Written task ->
Reproduce exactly, with no other output, every line of the data below from the line containing "Could you point to the rear door in" to the end, inclusive.

** START OF Data **

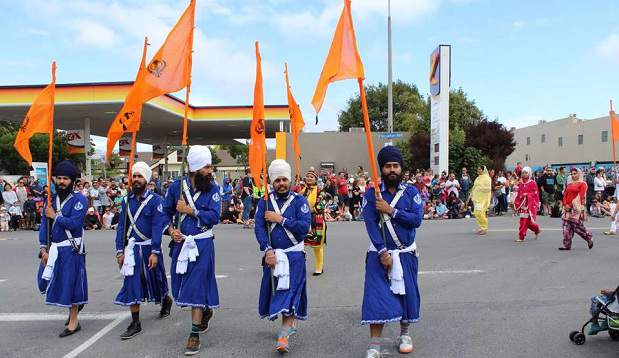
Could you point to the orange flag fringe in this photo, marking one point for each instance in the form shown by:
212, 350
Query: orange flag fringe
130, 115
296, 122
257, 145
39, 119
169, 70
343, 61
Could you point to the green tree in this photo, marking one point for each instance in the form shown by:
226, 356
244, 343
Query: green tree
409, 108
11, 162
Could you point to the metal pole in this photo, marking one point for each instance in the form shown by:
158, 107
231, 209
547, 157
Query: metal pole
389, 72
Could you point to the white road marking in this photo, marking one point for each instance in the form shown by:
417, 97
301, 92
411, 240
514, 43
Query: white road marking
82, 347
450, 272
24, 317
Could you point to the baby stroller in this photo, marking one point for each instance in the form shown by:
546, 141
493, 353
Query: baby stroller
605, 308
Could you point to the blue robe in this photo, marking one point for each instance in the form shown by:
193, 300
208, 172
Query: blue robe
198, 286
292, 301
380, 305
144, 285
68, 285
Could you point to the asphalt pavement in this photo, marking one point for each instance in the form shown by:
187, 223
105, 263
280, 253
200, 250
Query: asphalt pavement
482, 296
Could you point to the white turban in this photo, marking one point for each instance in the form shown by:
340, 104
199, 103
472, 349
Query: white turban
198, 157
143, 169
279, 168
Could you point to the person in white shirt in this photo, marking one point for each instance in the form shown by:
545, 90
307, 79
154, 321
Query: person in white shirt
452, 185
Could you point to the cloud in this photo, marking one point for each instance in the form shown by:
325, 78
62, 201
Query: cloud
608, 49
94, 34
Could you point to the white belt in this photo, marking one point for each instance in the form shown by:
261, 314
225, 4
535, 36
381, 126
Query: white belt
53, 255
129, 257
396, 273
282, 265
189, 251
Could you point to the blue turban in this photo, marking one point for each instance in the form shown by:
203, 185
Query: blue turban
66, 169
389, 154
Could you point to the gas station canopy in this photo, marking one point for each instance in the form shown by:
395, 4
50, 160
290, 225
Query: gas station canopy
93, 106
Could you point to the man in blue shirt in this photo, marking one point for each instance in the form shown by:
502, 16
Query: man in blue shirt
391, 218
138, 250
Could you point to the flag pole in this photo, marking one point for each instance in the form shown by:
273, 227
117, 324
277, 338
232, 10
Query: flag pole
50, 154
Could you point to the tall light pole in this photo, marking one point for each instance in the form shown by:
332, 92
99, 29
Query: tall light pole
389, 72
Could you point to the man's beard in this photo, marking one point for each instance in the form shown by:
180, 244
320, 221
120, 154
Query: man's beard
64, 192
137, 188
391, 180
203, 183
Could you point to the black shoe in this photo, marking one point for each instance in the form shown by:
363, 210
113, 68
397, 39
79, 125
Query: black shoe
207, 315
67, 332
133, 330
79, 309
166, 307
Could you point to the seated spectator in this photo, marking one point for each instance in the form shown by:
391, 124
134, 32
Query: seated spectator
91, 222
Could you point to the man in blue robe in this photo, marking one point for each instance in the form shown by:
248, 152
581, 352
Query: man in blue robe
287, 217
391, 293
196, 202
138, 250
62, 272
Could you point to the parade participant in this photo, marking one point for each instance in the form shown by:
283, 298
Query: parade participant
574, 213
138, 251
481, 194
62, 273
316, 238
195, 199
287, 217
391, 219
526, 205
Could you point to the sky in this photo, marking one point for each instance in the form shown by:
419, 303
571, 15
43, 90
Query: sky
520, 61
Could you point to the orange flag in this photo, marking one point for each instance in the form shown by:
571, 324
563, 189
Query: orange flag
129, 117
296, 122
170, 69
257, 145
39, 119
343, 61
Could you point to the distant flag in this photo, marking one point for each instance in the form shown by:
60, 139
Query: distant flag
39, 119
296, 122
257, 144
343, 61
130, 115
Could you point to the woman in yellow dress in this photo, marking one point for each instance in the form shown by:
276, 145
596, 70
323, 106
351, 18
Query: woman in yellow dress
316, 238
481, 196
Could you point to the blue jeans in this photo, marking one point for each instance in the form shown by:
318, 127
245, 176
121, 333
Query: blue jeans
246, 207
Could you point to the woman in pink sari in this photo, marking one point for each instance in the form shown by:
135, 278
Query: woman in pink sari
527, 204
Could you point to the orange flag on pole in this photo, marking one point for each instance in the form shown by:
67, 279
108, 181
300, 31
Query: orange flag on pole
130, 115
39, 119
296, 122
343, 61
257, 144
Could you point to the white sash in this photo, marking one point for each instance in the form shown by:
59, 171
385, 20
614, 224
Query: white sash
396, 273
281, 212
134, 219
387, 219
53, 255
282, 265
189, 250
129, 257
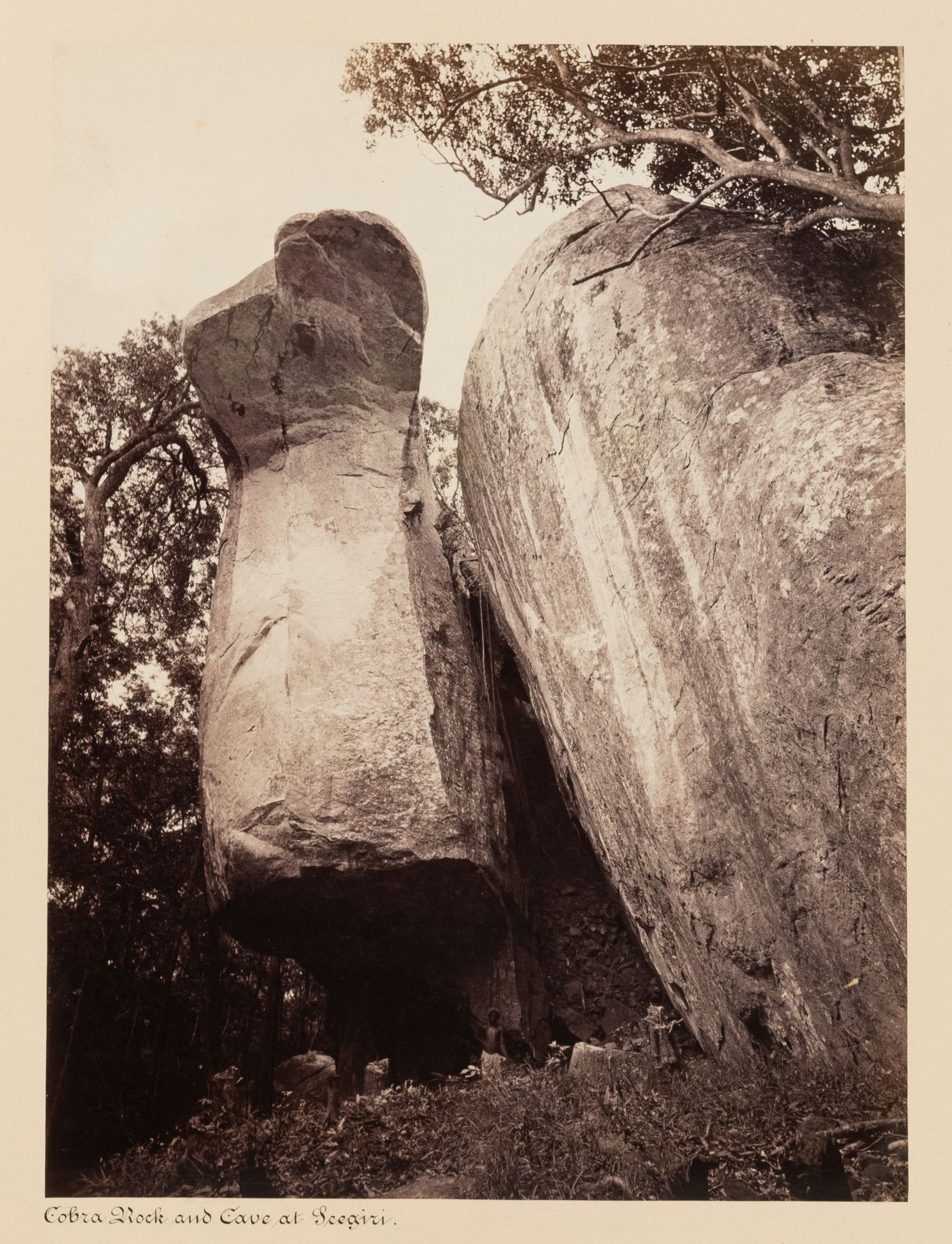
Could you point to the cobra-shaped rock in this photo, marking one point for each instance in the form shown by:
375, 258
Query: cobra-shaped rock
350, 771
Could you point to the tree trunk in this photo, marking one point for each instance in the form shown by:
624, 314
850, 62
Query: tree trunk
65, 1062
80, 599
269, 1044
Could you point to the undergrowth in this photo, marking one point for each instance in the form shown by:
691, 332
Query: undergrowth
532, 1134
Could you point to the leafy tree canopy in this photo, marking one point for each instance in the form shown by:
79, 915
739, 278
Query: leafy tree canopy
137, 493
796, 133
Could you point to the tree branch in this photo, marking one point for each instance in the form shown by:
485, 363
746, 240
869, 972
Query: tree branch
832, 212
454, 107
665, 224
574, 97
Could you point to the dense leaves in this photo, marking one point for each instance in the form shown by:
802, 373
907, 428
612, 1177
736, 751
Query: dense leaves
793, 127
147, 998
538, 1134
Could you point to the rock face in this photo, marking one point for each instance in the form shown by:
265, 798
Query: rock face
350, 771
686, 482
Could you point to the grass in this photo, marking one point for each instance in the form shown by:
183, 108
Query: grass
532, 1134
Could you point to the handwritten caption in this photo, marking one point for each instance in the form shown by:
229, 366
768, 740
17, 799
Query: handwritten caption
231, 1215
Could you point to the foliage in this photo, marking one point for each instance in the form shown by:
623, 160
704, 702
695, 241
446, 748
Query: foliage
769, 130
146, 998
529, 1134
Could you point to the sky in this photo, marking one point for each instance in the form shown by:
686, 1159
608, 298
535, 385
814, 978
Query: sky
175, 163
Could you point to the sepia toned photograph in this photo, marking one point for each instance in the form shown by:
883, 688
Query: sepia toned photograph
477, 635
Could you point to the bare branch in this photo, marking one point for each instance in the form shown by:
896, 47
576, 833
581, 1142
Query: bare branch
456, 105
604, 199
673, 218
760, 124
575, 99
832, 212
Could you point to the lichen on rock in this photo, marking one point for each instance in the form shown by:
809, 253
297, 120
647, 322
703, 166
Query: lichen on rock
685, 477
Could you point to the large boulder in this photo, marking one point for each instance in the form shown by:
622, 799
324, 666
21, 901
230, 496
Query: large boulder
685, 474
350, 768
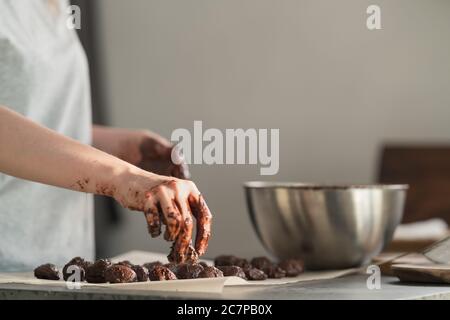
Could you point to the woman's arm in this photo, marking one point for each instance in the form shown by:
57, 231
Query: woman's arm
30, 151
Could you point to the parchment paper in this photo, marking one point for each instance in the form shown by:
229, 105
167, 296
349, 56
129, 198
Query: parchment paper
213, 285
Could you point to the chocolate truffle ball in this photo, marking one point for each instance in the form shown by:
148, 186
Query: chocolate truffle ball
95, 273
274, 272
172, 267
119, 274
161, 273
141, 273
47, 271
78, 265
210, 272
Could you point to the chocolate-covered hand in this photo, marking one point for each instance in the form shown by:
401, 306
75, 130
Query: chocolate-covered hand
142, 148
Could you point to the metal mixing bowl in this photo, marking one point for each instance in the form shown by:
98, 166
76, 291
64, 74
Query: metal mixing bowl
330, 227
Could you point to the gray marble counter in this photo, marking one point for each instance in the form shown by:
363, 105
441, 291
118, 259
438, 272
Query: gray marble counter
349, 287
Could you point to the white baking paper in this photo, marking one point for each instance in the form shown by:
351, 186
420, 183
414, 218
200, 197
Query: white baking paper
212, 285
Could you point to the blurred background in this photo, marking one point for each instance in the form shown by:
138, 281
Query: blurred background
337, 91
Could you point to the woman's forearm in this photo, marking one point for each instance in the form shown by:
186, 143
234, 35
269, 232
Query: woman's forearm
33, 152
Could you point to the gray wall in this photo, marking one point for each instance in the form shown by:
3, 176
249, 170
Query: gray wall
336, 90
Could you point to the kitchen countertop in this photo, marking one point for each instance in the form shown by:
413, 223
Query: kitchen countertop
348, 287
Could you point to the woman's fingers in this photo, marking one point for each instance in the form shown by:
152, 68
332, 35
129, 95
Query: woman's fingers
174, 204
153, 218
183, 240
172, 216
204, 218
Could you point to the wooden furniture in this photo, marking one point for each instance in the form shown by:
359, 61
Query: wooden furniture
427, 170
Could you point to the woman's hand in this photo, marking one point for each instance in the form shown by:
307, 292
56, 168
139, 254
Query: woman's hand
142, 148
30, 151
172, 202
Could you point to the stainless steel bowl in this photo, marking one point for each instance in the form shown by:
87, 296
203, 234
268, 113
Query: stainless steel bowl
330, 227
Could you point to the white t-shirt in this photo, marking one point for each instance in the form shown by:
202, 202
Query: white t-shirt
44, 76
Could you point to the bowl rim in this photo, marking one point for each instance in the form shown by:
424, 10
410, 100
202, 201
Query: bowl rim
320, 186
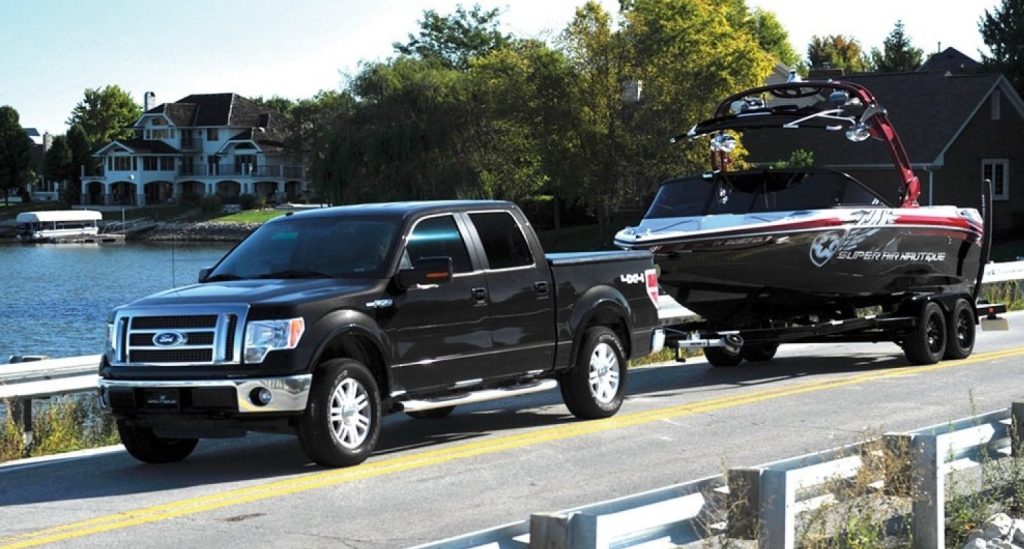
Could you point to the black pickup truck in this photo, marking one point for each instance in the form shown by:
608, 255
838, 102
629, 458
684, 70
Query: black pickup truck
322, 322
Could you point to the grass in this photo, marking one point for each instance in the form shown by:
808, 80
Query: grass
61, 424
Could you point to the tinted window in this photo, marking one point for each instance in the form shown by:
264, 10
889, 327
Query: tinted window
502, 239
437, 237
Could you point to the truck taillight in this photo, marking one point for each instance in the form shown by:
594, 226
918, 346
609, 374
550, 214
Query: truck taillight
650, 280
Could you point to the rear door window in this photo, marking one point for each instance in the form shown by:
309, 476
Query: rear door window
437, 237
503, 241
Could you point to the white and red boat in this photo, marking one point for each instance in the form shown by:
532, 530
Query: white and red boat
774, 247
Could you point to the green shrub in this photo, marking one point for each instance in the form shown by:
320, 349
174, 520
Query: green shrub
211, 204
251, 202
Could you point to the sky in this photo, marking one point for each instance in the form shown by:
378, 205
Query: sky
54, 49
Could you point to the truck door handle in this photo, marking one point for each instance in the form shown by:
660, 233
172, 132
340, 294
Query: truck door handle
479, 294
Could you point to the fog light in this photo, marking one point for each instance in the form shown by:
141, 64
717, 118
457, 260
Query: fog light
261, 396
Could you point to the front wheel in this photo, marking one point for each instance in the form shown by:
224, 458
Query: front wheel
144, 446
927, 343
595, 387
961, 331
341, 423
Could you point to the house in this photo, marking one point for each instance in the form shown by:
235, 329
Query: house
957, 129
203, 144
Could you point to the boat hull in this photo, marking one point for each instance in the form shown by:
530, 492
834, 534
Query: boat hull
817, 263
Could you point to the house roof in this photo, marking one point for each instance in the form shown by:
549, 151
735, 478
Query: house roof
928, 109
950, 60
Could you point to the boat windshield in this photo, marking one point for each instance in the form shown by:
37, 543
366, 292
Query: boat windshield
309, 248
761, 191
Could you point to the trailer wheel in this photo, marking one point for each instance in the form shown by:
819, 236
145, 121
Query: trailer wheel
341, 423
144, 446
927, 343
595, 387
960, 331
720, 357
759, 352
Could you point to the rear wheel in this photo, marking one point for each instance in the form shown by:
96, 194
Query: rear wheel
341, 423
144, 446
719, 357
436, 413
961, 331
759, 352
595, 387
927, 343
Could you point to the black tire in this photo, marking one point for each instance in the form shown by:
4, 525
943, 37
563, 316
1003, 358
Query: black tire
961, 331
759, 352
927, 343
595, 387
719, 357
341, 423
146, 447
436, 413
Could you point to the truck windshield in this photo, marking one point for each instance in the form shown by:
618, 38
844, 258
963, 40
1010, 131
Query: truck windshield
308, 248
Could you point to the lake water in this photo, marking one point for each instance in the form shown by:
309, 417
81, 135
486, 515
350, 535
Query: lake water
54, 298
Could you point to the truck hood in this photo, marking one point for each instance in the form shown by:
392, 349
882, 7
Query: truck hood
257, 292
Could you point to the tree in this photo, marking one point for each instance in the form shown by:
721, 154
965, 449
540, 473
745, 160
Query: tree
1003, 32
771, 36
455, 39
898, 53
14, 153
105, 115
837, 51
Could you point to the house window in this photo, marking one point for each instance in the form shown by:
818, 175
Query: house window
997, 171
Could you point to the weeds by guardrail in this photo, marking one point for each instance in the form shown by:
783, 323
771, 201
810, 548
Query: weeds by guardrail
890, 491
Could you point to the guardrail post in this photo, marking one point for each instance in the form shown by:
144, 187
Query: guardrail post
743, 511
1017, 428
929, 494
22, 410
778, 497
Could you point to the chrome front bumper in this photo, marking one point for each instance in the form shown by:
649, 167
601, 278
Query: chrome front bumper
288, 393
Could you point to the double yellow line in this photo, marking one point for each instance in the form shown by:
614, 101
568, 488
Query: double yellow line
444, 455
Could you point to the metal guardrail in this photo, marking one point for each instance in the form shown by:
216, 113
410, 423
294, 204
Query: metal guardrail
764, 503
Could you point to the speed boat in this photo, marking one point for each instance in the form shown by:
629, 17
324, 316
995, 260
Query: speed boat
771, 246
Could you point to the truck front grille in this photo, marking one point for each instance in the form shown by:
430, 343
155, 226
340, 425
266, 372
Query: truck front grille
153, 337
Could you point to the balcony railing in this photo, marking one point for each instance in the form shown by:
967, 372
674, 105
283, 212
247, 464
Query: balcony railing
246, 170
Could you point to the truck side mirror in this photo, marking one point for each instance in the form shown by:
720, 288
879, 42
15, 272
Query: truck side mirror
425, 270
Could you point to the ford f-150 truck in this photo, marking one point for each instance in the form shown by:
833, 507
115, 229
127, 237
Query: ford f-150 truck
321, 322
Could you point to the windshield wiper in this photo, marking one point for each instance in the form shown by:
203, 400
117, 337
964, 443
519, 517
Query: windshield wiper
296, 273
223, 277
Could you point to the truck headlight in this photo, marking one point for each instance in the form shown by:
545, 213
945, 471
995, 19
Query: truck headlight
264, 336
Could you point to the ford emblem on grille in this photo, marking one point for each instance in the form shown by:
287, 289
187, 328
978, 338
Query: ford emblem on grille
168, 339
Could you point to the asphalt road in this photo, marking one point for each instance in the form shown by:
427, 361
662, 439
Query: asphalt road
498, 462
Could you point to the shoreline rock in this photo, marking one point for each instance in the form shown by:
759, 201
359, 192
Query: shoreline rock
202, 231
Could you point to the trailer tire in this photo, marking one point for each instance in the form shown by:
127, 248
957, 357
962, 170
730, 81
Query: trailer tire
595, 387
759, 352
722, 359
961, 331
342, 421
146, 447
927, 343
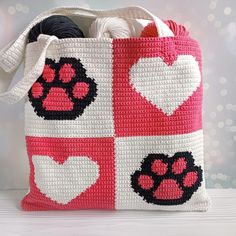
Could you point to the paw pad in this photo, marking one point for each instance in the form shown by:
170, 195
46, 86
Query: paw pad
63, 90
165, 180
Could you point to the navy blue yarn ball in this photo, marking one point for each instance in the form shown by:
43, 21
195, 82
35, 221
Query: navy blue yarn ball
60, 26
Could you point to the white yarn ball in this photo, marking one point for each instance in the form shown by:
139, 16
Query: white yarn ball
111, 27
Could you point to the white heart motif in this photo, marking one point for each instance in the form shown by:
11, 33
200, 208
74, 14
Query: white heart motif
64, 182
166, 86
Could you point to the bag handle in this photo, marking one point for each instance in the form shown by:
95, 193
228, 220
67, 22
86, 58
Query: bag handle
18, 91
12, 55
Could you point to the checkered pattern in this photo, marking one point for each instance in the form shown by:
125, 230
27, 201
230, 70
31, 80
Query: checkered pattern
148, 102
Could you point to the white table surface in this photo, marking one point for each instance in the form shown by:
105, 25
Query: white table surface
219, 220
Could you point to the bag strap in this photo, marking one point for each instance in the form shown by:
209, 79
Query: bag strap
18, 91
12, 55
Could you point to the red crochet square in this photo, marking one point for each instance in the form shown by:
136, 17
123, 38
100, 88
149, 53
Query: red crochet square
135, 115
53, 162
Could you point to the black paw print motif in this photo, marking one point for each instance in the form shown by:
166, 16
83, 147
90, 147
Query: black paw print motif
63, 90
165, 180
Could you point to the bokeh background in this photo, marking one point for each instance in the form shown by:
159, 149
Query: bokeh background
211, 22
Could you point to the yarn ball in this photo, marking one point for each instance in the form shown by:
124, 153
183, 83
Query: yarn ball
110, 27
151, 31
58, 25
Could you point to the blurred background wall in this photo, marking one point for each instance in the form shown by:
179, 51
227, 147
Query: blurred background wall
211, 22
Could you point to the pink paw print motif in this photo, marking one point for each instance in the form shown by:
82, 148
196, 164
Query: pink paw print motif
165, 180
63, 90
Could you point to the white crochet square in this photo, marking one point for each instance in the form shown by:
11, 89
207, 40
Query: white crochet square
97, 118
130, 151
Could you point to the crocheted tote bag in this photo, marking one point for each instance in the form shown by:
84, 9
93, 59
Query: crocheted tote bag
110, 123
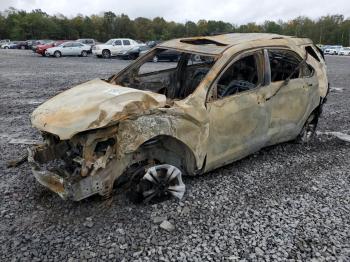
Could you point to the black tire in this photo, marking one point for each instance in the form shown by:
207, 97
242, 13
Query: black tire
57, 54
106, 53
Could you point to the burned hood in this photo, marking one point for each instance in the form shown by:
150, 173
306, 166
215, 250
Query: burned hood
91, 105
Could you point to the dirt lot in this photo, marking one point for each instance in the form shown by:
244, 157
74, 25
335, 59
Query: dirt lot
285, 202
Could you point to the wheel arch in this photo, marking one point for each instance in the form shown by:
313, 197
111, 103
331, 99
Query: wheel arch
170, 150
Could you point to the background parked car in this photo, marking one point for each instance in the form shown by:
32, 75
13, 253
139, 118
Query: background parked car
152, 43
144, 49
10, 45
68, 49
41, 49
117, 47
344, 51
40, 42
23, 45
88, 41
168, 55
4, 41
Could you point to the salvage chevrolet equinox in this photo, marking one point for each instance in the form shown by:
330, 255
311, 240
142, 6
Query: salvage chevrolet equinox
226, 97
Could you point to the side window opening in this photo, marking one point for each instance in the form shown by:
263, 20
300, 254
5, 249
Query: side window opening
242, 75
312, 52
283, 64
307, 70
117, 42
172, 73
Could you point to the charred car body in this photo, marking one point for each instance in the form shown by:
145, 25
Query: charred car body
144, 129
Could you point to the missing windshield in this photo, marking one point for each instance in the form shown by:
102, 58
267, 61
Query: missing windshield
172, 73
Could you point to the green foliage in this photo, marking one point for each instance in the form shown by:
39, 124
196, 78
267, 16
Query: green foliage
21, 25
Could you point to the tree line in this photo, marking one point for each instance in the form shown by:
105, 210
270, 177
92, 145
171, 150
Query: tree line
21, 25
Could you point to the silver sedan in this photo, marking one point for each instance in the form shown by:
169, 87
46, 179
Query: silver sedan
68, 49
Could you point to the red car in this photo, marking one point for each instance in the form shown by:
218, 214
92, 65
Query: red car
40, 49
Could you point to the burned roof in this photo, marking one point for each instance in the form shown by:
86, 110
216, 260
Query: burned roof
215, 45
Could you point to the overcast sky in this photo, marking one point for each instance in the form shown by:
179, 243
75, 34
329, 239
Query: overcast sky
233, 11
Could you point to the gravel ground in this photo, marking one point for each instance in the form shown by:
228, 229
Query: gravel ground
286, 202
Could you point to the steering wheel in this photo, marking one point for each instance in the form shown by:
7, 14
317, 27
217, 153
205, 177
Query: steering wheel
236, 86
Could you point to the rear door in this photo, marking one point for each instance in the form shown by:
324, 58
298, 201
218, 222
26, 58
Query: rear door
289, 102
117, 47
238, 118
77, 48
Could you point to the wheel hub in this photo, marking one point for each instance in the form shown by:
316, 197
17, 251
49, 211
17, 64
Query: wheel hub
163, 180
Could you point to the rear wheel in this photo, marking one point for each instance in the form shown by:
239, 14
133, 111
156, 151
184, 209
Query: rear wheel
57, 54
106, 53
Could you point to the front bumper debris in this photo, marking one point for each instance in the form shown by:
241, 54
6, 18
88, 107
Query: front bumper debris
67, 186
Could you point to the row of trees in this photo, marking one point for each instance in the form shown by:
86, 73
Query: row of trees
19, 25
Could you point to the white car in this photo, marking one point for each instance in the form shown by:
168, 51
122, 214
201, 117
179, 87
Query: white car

** END OF Data **

The completed task ->
Could you point to the rear door in this photo, marking one point for each instance in the form shown by:
324, 58
298, 201
218, 222
26, 58
Query: rear door
289, 102
117, 47
238, 118
77, 48
Could you point to the wheel hub in this photo, marking one point for each instance in the form shown by:
316, 197
17, 251
49, 211
17, 64
Query: wheel hub
163, 180
Could you point to the rear wheel in this photo, marking one point for each instance in the form shown by:
239, 14
133, 111
156, 151
184, 209
Query: rear wheel
57, 54
106, 53
Could you point to the front bumper debris in this photo, marking one point for each instance in the form shown by:
241, 54
6, 18
88, 107
Query: front bumper debris
67, 186
Could you point to the row of trees in this photo, marking one point for each instance in the form shown by:
86, 73
Query: row of trees
19, 25
Could you point to the white car in this photo, marking one point for each instance in the form shown by:
168, 51
122, 214
201, 117
179, 87
Query: white car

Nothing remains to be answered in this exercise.